::: PROVIDED ENTRIES
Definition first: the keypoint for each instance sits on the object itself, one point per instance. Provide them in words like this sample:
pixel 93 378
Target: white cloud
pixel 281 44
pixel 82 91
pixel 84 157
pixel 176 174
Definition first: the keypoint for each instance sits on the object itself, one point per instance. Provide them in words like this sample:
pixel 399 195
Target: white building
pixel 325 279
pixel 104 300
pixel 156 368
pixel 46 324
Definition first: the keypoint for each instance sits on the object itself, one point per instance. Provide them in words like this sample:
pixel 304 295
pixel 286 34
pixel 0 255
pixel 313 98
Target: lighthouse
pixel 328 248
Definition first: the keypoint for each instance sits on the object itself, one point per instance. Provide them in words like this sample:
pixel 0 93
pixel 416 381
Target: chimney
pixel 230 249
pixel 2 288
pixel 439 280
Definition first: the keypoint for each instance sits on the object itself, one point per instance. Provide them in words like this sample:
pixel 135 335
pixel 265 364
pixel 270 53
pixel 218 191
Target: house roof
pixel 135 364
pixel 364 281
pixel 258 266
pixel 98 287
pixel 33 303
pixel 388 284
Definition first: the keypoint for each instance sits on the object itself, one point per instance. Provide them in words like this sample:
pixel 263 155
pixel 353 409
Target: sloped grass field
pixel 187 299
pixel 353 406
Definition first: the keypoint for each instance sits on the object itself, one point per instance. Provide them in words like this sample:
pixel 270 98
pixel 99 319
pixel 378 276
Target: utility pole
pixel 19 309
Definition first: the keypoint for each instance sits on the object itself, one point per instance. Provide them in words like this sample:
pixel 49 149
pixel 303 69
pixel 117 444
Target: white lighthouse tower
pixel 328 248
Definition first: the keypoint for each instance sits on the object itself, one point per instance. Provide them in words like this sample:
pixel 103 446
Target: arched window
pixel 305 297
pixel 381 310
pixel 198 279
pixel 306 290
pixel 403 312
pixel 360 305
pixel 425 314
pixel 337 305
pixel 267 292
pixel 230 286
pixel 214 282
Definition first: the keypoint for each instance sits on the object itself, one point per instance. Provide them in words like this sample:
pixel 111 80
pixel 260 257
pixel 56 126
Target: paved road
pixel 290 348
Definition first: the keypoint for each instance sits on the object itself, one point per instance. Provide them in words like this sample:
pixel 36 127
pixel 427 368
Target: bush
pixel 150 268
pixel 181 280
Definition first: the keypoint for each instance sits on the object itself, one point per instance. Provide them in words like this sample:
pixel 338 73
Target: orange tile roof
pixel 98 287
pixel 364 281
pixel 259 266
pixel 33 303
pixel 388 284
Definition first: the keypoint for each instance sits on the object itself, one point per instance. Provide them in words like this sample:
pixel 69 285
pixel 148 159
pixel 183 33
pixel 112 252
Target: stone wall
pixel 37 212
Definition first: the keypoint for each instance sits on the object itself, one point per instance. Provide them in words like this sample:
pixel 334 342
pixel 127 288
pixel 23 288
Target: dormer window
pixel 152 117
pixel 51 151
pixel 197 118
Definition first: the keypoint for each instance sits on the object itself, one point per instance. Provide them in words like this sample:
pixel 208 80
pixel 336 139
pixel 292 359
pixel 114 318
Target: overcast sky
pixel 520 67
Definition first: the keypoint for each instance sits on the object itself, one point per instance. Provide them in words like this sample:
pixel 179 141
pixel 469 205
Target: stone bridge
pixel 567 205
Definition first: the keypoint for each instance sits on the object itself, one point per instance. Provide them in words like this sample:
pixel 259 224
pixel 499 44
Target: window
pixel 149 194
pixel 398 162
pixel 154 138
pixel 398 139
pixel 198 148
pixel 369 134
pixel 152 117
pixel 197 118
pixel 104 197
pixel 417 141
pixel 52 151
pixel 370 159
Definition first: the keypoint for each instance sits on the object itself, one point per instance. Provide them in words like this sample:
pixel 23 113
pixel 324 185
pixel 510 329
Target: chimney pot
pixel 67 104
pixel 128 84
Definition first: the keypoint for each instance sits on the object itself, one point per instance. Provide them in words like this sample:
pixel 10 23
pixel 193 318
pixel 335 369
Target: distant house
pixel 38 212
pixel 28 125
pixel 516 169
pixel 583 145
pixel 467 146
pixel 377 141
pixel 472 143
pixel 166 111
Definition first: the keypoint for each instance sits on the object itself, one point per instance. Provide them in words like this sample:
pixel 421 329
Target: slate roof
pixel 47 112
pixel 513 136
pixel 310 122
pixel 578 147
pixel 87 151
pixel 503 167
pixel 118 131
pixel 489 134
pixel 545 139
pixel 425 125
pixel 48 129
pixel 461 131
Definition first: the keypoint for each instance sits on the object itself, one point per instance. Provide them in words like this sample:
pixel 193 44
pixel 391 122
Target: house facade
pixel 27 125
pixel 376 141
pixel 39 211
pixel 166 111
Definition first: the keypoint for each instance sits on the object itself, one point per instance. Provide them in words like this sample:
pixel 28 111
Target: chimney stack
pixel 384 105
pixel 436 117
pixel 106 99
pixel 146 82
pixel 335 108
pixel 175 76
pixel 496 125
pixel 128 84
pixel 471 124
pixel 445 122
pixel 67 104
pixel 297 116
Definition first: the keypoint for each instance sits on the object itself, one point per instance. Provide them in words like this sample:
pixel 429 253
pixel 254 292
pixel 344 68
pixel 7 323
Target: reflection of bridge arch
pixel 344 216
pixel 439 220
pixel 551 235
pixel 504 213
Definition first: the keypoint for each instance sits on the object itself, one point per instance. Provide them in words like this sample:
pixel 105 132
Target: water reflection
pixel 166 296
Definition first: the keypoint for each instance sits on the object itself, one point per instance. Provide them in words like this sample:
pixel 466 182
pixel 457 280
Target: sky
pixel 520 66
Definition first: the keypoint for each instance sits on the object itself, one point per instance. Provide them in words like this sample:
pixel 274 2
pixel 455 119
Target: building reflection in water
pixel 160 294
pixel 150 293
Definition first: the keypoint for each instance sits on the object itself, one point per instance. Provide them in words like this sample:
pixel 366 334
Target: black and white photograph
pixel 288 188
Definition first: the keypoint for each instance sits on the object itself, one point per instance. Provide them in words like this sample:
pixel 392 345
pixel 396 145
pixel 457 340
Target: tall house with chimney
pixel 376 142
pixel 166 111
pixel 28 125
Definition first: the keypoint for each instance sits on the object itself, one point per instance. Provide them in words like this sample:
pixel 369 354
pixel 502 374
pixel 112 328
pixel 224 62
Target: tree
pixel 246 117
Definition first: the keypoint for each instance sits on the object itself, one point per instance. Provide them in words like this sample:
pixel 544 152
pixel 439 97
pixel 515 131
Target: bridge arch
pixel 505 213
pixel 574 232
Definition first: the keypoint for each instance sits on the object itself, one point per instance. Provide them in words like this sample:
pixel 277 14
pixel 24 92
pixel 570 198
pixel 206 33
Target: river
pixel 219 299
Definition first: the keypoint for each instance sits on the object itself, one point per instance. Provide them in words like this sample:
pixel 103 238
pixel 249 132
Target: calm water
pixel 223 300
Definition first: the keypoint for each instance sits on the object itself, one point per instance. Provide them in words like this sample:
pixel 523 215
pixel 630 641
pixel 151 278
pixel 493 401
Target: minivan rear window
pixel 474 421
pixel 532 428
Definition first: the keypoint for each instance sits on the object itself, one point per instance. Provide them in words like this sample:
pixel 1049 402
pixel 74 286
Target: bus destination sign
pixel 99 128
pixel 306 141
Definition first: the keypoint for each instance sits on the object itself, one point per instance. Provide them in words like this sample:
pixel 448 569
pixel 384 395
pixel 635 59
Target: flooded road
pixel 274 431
::::::
[YOUR TASK]
Would you restate each of the entries word for word?

[SOLUTION TO THE EXERCISE]
Definition first: the keypoint for each instance sits on the object itself, one point per instance. Provide them in words like this sample:
pixel 93 378
Target: white cloud
pixel 281 44
pixel 82 91
pixel 84 157
pixel 176 174
Definition first: the keypoint for each instance sits on the object itself, one point per instance. Provide them in words like this sample:
pixel 399 195
Target: white building
pixel 325 279
pixel 104 300
pixel 156 368
pixel 46 324
Definition first: the keypoint for each instance sits on the object itself, one point per instance. Provide them in words like this sample:
pixel 304 295
pixel 286 34
pixel 0 255
pixel 313 98
Target: lighthouse
pixel 328 248
Definition first: the keypoint for each instance sits on the object itself, one point per instance. Provide them in words like this sample:
pixel 0 93
pixel 416 381
Target: chimney
pixel 230 249
pixel 2 288
pixel 439 280
Definition first: the keypoint for each instance sits on the object itself, one point per instance. Provide them in words like this sample:
pixel 135 335
pixel 265 364
pixel 270 53
pixel 218 191
Target: house roof
pixel 135 364
pixel 364 281
pixel 258 266
pixel 98 287
pixel 33 303
pixel 388 284
Definition first: the keypoint for each instance sits on the object itself, one point per instance. Provide them in words like this sample:
pixel 263 155
pixel 353 409
Target: sloped grass field
pixel 187 299
pixel 353 406
Definition first: the keypoint for each instance sits on the object itself, one point per instance. Provide them in words like this sample:
pixel 270 98
pixel 99 319
pixel 378 276
Target: utility pole
pixel 19 309
Definition first: the keypoint for each instance sits on the object itself, one point per instance. Provide them in words like this sample:
pixel 49 149
pixel 303 69
pixel 117 444
Target: white lighthouse tower
pixel 328 248
Definition first: the keypoint for each instance sits on the object itself, one point per instance. Provide them in words like this sample:
pixel 103 446
Target: arched window
pixel 305 297
pixel 381 310
pixel 198 279
pixel 306 290
pixel 403 312
pixel 360 305
pixel 425 314
pixel 337 305
pixel 267 292
pixel 230 286
pixel 214 282
Definition first: the keypoint for each instance sits on the object itself, one point per instance. Provide them in words like this sample:
pixel 111 80
pixel 260 257
pixel 56 126
Target: paved road
pixel 290 348
Definition first: the keypoint for each instance sits on the object itself, one point per instance. Provide them in words like this sample:
pixel 36 127
pixel 427 368
Target: bush
pixel 150 268
pixel 181 280
Definition first: the keypoint for each instance sits on the object itself, one point per instance. Provide them in words like this sample:
pixel 338 73
Target: orange tile roof
pixel 98 287
pixel 364 281
pixel 259 266
pixel 33 303
pixel 388 284
Definition first: the keypoint for each instance sits on the object itself, one point per instance. Provide them in words like this sample:
pixel 69 285
pixel 148 159
pixel 183 33
pixel 112 252
Target: stone wall
pixel 37 212
Definition first: the keypoint for each instance sits on the object itself, one point per instance. Provide them in words like this sample:
pixel 334 342
pixel 127 288
pixel 23 288
Target: dormer window
pixel 152 117
pixel 51 151
pixel 197 118
Definition first: the keypoint for each instance sits on the object itself, one point per instance. Provide them in words like this sample:
pixel 208 80
pixel 336 139
pixel 292 359
pixel 114 318
Target: overcast sky
pixel 520 67
Definition first: the keypoint for each instance sits on the object itself, one point per instance. Provide them in words like this sample:
pixel 179 141
pixel 469 205
Target: stone bridge
pixel 567 205
Definition first: the keypoint for each instance sits on the object itself, one point per instance. Provide them in words like this sample:
pixel 259 224
pixel 499 44
Target: window
pixel 149 194
pixel 398 162
pixel 154 138
pixel 398 139
pixel 198 148
pixel 369 134
pixel 152 117
pixel 197 118
pixel 104 197
pixel 417 141
pixel 52 151
pixel 370 159
Definition first: the keypoint for each instance sits on the object itself, one point per instance. Provide them in words like this sample:
pixel 23 113
pixel 324 185
pixel 510 329
Target: chimney pot
pixel 67 104
pixel 128 84
Definition first: the keypoint for each instance sits on the object itself, one point per instance. Provide them in words like this sample:
pixel 10 23
pixel 193 318
pixel 335 369
Target: distant house
pixel 38 212
pixel 28 125
pixel 516 169
pixel 583 145
pixel 467 146
pixel 377 141
pixel 472 143
pixel 166 111
Definition first: the keypoint for each instance sits on the object itself, one point per instance. Provide them in words like this sample:
pixel 421 329
Target: slate roof
pixel 47 112
pixel 513 136
pixel 310 122
pixel 578 147
pixel 87 151
pixel 503 167
pixel 118 131
pixel 489 134
pixel 545 139
pixel 425 125
pixel 48 129
pixel 461 131
Definition first: the keypoint for each instance sits on the object itself, one point per instance. Provide them in words like this sample:
pixel 193 44
pixel 391 122
Target: house facade
pixel 27 125
pixel 376 141
pixel 39 211
pixel 166 111
Definition first: the keypoint for each instance sits on the object itself, one point per instance. Provide them in words like this sample:
pixel 28 111
Target: chimney stack
pixel 384 105
pixel 436 117
pixel 106 99
pixel 146 82
pixel 335 108
pixel 175 76
pixel 496 125
pixel 128 84
pixel 471 124
pixel 445 122
pixel 67 104
pixel 297 116
Definition first: the keypoint for each instance sits on the object itself, one point per instance. Provide them in words like this sample:
pixel 429 253
pixel 254 292
pixel 344 68
pixel 7 323
Target: reflection of bridge arch
pixel 344 216
pixel 439 220
pixel 551 235
pixel 504 213
Definition first: the keypoint for each instance sits on the object itself, one point per instance. Provide them in words like this sample:
pixel 105 132
Target: water reflection
pixel 166 296
Definition first: the keypoint for each instance sits on the object itself, one point per instance. Provide them in words like this sample:
pixel 466 182
pixel 457 280
Target: sky
pixel 520 66
Definition first: the keypoint for each instance sits on the object itself, one point per instance. Provide them in words like this sample:
pixel 274 2
pixel 455 119
Target: building reflection in water
pixel 160 294
pixel 150 293
Definition first: the keypoint for each instance sits on the object itself, one point per instance. Provide them in words like this sample:
pixel 366 334
Target: black and white photograph
pixel 288 188
Definition first: the keypoint for each instance sits on the object itself, one point per instance. Provide them in words like this sample:
pixel 392 345
pixel 396 145
pixel 457 340
Target: tall house with chimney
pixel 376 142
pixel 166 111
pixel 28 125
Definition first: the keypoint for each instance sits on the object itself, one point per instance. Provide them in words like this sample:
pixel 369 354
pixel 502 374
pixel 112 328
pixel 224 62
Target: tree
pixel 246 117
Definition first: the keypoint for each instance sits on the object itself, one point per instance. Provide them in words like this sample:
pixel 544 152
pixel 439 97
pixel 515 131
Target: bridge arch
pixel 505 213
pixel 574 232
Definition first: the keypoint for each instance sits on the object itself, one point per instance. Provide them in words like this sample:
pixel 277 14
pixel 24 92
pixel 570 198
pixel 206 33
Target: river
pixel 219 299
Definition first: the keypoint for each instance sits on the object itself, one point per instance. Provide them in words like this sample:
pixel 103 238
pixel 249 132
Target: calm water
pixel 223 300
Definition first: the keypoint for each instance sits on the object itself, one point per instance. Provide them in words like this sample:
pixel 523 215
pixel 630 641
pixel 151 278
pixel 493 401
Target: minivan rear window
pixel 474 421
pixel 532 428
Definition first: the keypoint for each instance sits on the object itself, one point per instance. Provide them in words like this sample:
pixel 1049 402
pixel 74 286
Target: bus destination sign
pixel 99 128
pixel 306 141
Definition first: the keypoint for each instance sits on the object itself, one point per instance. Provide them in words like this sample:
pixel 448 569
pixel 384 395
pixel 635 59
Target: flooded road
pixel 274 431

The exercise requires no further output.